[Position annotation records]
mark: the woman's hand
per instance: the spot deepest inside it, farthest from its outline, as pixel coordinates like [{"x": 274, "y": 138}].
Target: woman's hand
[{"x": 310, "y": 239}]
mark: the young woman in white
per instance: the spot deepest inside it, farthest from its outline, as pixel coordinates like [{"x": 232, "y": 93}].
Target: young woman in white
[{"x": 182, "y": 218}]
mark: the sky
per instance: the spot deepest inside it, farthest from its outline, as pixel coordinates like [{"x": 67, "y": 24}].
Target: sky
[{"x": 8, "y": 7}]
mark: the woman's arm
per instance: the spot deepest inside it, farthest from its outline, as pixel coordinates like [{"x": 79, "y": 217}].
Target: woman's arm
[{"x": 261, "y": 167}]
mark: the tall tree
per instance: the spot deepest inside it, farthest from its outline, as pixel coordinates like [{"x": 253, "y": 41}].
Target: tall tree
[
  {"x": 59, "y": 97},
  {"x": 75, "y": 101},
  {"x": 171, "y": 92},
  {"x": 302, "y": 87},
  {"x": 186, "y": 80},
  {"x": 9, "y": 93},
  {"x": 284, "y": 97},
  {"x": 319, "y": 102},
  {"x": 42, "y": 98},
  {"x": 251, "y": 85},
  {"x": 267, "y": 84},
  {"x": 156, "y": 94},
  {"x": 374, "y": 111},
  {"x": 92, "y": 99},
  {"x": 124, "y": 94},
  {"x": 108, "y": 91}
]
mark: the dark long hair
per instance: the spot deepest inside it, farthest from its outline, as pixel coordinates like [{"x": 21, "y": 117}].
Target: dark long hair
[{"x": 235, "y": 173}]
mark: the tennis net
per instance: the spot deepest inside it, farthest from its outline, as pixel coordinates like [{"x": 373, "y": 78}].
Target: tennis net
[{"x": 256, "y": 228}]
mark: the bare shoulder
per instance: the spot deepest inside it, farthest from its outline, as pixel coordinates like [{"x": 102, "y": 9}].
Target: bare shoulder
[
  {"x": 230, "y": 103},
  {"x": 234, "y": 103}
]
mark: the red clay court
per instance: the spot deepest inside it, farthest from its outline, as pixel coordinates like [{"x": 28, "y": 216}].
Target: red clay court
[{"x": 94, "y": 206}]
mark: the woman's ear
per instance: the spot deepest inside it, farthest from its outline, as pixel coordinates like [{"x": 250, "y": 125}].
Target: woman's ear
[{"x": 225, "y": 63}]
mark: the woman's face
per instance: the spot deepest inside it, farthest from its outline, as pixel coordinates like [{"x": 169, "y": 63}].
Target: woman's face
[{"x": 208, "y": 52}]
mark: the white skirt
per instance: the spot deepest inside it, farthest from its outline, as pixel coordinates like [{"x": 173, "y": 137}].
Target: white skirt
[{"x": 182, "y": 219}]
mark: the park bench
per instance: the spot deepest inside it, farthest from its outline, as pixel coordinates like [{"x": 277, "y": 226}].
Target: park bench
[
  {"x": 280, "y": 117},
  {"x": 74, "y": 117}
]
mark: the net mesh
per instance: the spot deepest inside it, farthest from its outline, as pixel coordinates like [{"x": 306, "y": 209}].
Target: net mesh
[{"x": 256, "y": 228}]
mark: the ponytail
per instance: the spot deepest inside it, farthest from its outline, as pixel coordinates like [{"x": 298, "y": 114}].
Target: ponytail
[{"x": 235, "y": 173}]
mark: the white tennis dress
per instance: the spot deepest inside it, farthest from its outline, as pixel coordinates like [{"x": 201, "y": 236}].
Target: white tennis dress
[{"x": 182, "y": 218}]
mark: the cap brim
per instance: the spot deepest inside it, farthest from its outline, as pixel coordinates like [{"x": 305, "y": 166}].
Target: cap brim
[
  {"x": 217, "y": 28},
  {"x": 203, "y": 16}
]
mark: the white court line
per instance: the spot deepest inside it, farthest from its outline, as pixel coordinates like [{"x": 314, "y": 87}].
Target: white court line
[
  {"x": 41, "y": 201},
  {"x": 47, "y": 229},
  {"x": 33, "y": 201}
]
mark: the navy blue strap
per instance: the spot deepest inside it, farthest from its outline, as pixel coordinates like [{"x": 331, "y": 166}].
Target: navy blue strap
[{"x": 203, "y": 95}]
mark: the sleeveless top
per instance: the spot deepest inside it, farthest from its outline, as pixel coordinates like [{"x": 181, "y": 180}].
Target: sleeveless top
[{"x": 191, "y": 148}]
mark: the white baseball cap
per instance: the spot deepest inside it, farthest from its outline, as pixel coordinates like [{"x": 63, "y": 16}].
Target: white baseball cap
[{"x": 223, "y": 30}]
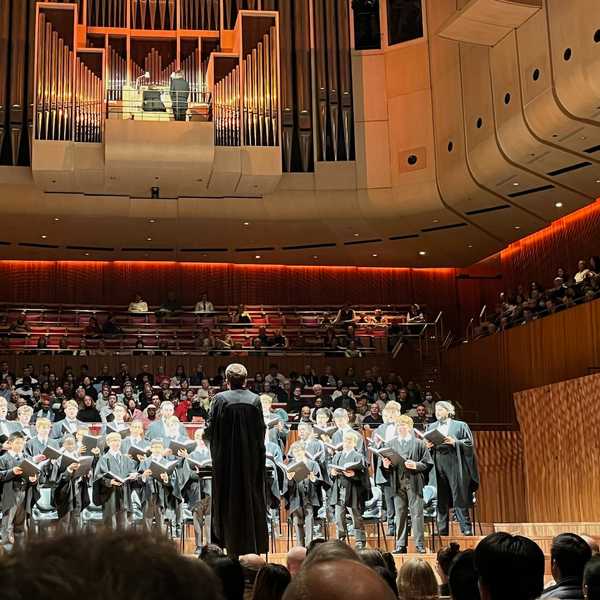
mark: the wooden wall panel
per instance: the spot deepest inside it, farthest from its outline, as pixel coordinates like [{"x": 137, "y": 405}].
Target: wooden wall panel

# Set exercise
Quote the records in their entirety, keeping the wording exact and excluding pictures.

# Solution to this exercise
mark: the woman's hand
per instance: the spot deepest inside it, farthest from its outline, as pixel coordinates like [{"x": 274, "y": 138}].
Target: woman's hand
[{"x": 310, "y": 239}]
mark: the young woman in white
per instance: the spot deepest inside it, farthest from its outline, as pixel coordinates like [{"x": 232, "y": 93}].
Target: young woman in white
[{"x": 182, "y": 218}]
mark: the sky
per instance: the spot deepest inside it, farthest from its outline, as pixel coordinates like [{"x": 67, "y": 24}].
Target: sky
[{"x": 8, "y": 7}]
mark: the woman's arm
per instance: the spot deepest inside it, farthest from its outline, as pixel coordinates like [{"x": 79, "y": 217}].
Target: woman's arm
[{"x": 261, "y": 167}]
mark: the tall tree
per instance: the spot deepest inside it, farthest from its outline, as pixel coordinates like [{"x": 253, "y": 41}].
Target: tall tree
[
  {"x": 59, "y": 97},
  {"x": 75, "y": 101},
  {"x": 171, "y": 92},
  {"x": 302, "y": 87},
  {"x": 186, "y": 80},
  {"x": 9, "y": 93},
  {"x": 284, "y": 97},
  {"x": 319, "y": 102},
  {"x": 42, "y": 98},
  {"x": 251, "y": 85},
  {"x": 267, "y": 84},
  {"x": 156, "y": 94},
  {"x": 374, "y": 111},
  {"x": 92, "y": 99},
  {"x": 124, "y": 94},
  {"x": 108, "y": 91}
]
mark: the dark long hair
per instance: the spot deepest inside it, farthest from its outline, as pixel coordinates like [{"x": 21, "y": 117}].
Target: dark long hair
[{"x": 235, "y": 173}]
mark: the tennis net
per instance: the spot deepest inside it, farthest from its outline, as pixel coordinates like [{"x": 373, "y": 78}].
Target: tennis net
[{"x": 256, "y": 228}]
mark: the bare shoulder
per instance: the spot deepest inside it, farthest from its outline, as pixel coordinates like [{"x": 102, "y": 9}].
Target: bare shoulder
[
  {"x": 230, "y": 103},
  {"x": 234, "y": 103}
]
mark: the red clay court
per instance: the spot deepest inside it, farthest from its outline, as pixel coordinates like [{"x": 28, "y": 216}].
Target: red clay court
[{"x": 94, "y": 206}]
mark: the woman's ear
per instance: the spot deepest inside it, farthest from its outline, as pixel coordinates like [{"x": 250, "y": 125}].
Target: woman's ear
[{"x": 225, "y": 63}]
mark: the woman's face
per instance: the spot deepest inside it, farthest from its outline, as pixel coordinates like [{"x": 169, "y": 63}].
Target: woman's face
[{"x": 208, "y": 52}]
mark: the white skirt
per instance: the spot deepest inside it, farthest from its outline, as pixel coordinates like [{"x": 173, "y": 137}].
Target: white skirt
[{"x": 182, "y": 219}]
mark: the park bench
per instance: the spot deepest inside it, farthest from its outline, as pixel coordinates like [{"x": 277, "y": 226}].
Target: park bench
[
  {"x": 280, "y": 117},
  {"x": 74, "y": 117}
]
mark: the net mesh
per instance: the spot deepest inside it, farthest from its outline, as pixel coordinates like [{"x": 306, "y": 209}].
Target: net mesh
[{"x": 256, "y": 228}]
mark: the ponytail
per instance: the spot deepest inside it, farthest from its outline, as pixel coordinates like [{"x": 298, "y": 114}].
Target: ponytail
[{"x": 235, "y": 173}]
mark: the white tennis dress
per instance: the spot deepest inside it, farthest from its outline, as pixel coordinates like [{"x": 201, "y": 236}].
Target: white tennis dress
[{"x": 182, "y": 218}]
mark: the cap brim
per instance: the spot deepest inside it, farthest from its outline, as pixel coordinates like [{"x": 305, "y": 166}].
Target: cap brim
[
  {"x": 217, "y": 28},
  {"x": 203, "y": 16}
]
mark: the white court line
per instance: the spot deepest inside it, farthest from its outline, as pixel coordinates like [{"x": 314, "y": 87}].
Target: white court line
[
  {"x": 41, "y": 201},
  {"x": 47, "y": 229},
  {"x": 33, "y": 201}
]
mark: the navy blue strap
per instance: the spot deepest inside it, farthest from its outline, as pixel coordinates like [{"x": 331, "y": 166}].
Target: navy blue strap
[{"x": 203, "y": 95}]
mark: the sleeveless top
per instance: the spot deepest inside it, farthest from its outline, as pixel coordinates like [{"x": 181, "y": 180}].
Target: sleeveless top
[{"x": 191, "y": 148}]
mark: the white baseball cap
per instance: the spot deepest inside it, farthest from its outline, as pixel coordinates like [{"x": 63, "y": 16}].
Target: white baseball cap
[{"x": 223, "y": 30}]
mark: the wooden wall panel
per instance: the spot deepest inside it, farthest from its outline, as pixel coordinates like [{"x": 137, "y": 405}].
Target: wooden wall panel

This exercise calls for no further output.